** BEGIN Excerpted text **
From: Axel Polleres <axel.polleres@deri.org>
Date: Fri, 5 Mar 2010 13:33:59 +0000
Cc: "Andy Seaborne" <andy.seaborne@talis.com>, <ivan@w3.org>, <public-rdf-dawg@w3.org>
Message-Id: <EF24C970-7C5E-4AF6-9B9E-1771A24CB8CB@deri.org>
To: Birte Glimm <birte.glimm@comlab.ox.ac.uk>

On 5 Mar 2010, at 11:27, Birte Glimm wrote:

> Good question indeed. My feeling is, that it is not an entailment
> regime, but rather another source of infinite answers from datatype
> aware systems.

Datatype aware systems as Andy sketches them will not give infinite answers, 
but just return the canonical representations for each datatype, or do I miss something?

best,
Axel

> For OWL Direct Semantics, this is covered since there we only return
> asserted data values modulo sub-property entailment. This assumes that
> the original lexical form is returned. Internally we canonicalise
> everything (otherwise you cannot do reasoning with facets etc
> correctly), but we keep the original lexical form anyway to not
> confuse users by silently changing their data values even if it is to
> something equivalent.
> For D-Entailment/OWL RDF-Based Semantics, I am not quite sure what the
> best solution would be. At the moment, I restrict bindings to values
> that occur in the skolemised scoping graph. This guarantees
> finiteness. What is not clear to me is whether that restricts systems
> so that they have to return the original lexical form or whether the
> scoping graph is whatever systems build from the input when they parse
> it. My feeling is that systems can do what they prefer since in any
> case the result is graph equivalent to the active graph and even for
> the active graph I am not sure whether anything defines what the
> active graph actually contains after parsing a document with such
> datatype triples. E.g., if the input document had the triple
> ex:a ex:dp "1.00"^^xsd:decimal .
** END Excerpted text **
** BEGIN Provided material **
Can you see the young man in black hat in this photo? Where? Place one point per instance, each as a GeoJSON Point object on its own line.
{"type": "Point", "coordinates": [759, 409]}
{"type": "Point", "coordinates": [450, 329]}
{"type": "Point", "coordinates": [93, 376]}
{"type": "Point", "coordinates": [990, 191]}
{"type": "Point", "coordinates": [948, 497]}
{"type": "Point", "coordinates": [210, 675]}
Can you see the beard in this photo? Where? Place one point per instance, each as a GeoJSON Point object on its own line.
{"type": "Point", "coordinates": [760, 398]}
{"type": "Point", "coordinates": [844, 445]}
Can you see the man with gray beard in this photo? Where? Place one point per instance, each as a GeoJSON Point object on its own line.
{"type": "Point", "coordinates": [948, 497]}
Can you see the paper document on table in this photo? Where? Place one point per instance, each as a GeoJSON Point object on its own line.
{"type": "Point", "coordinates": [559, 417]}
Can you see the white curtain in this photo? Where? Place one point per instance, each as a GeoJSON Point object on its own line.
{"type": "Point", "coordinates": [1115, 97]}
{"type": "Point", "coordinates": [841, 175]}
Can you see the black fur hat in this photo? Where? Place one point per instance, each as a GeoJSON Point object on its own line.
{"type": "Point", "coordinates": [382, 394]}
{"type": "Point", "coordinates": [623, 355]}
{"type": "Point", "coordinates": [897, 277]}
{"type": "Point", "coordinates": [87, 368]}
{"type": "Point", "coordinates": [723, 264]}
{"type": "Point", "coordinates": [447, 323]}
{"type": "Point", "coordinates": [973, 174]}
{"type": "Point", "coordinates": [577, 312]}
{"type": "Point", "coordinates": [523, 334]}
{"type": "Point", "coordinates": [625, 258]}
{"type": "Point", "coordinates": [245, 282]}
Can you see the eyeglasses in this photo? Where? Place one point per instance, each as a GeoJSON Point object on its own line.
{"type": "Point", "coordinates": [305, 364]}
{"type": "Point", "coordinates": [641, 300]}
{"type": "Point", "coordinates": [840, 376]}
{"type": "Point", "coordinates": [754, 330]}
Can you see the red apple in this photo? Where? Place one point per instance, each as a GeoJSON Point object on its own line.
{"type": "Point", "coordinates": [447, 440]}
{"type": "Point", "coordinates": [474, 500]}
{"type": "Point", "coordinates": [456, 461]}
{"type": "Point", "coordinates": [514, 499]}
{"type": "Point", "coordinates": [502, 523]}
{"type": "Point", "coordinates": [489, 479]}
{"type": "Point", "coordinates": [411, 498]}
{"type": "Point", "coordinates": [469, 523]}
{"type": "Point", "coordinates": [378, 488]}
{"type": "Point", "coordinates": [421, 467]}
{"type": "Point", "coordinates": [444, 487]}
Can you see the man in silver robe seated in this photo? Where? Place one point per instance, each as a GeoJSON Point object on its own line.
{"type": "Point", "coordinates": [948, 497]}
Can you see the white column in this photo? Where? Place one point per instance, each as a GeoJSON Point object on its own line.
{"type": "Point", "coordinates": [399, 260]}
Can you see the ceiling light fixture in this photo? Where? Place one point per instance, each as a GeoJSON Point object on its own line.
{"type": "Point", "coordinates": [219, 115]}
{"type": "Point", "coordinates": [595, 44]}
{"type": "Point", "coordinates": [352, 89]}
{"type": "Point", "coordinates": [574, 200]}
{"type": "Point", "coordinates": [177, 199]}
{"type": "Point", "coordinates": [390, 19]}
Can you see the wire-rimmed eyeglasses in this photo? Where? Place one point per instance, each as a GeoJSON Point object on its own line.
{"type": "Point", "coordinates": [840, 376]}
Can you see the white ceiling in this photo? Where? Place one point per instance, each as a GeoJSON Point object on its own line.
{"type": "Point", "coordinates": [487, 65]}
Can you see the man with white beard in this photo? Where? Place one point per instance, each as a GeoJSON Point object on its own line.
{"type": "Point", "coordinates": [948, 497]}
** END Provided material **
» Problem A:
Reproduce the records from the line containing "Can you see the man with white" through the last line of the records, inclusive.
» Problem B:
Continue the email on datatype-aware query answering from the point where it ends.

» Final answer A:
Can you see the man with white beard in this photo? Where? Place one point per instance, each as a GeoJSON Point object on its own line.
{"type": "Point", "coordinates": [948, 497]}

» Final answer B:
> then after loading, the active graph could contain
> ex:a ex:dp "1.0"^^xsd:decimal .
> I guess. Is that right?
> 
> The question is do we want to enforce something more specific?
> 
> Birte
> 
> 
> On 5 March 2010 10:07, Andy Seaborne <andy.seaborne@talis.com> wrote:
> > The SPARQL query really starts where the data is already loaded (FROM etc
> > not withstanding) so the data as it is loaded may be prepared in some
> > fashion outside the SPARQL spec.
> >
> > When we discussed this last time, we recognized that systems already did
> > work on loading RDF and did not introduce any text to obstruct them.
> >
> > As to whether it's an "entailment regime", if it is then it's finite and
> > different for each system.  It is done when data is loaded not queried
> > (think running rules over the data).
> >
> >
> > For example, TDB canonicalizes integers between -2^55 and +2^55-1 but not
> > outside that range (they have their original lexical form stored). Decimals
> > have 48 bits of precision and 8 bits of scale and again if outside the that
> > range, the normal node storage is used and the lexical form is not
> > canonicalised.
> >
> > Derived integer types are promoted to integer.
> >
> > (This in TDB is all "currently" and planned to change a little).
> >
> >        Andy
> >
> > On 05/03/2010 9:29 AM, Polleres, Axel wrote:
> >>
> >> Thanks andy, my (maybe na´ve) question would then be: is behavior 2
> >> warranted "as is" by the current spec, or is "canonical datatype
> >> representation" actually another (commonly used already) "entailment regime"
> >> that should be defined as such?
> >>
> >> Best,
> >> Axel
> >>
> >> ----- Original Message -----
> >> From: Andy Seaborne<afs@talisplatform.com>
> >> To: Polleres, Axel
> >> Cc: ivan@w3.org<ivan@w3.org>;
> >> public-rdf-dawg@w3.org<public-rdf-dawg@w3.org>
> >> Sent: Fri Mar 05 09:06:09 2010
> >> Subject: D-enatilment and canonicalization
> >>
> >>
> >>
> >> On 05/03/2010 8:45 AM, Polleres, Axel wrote:
> >>>
> >>> In my opinion this is a question concerning all entailments from
> >>> D-entailment "upwards".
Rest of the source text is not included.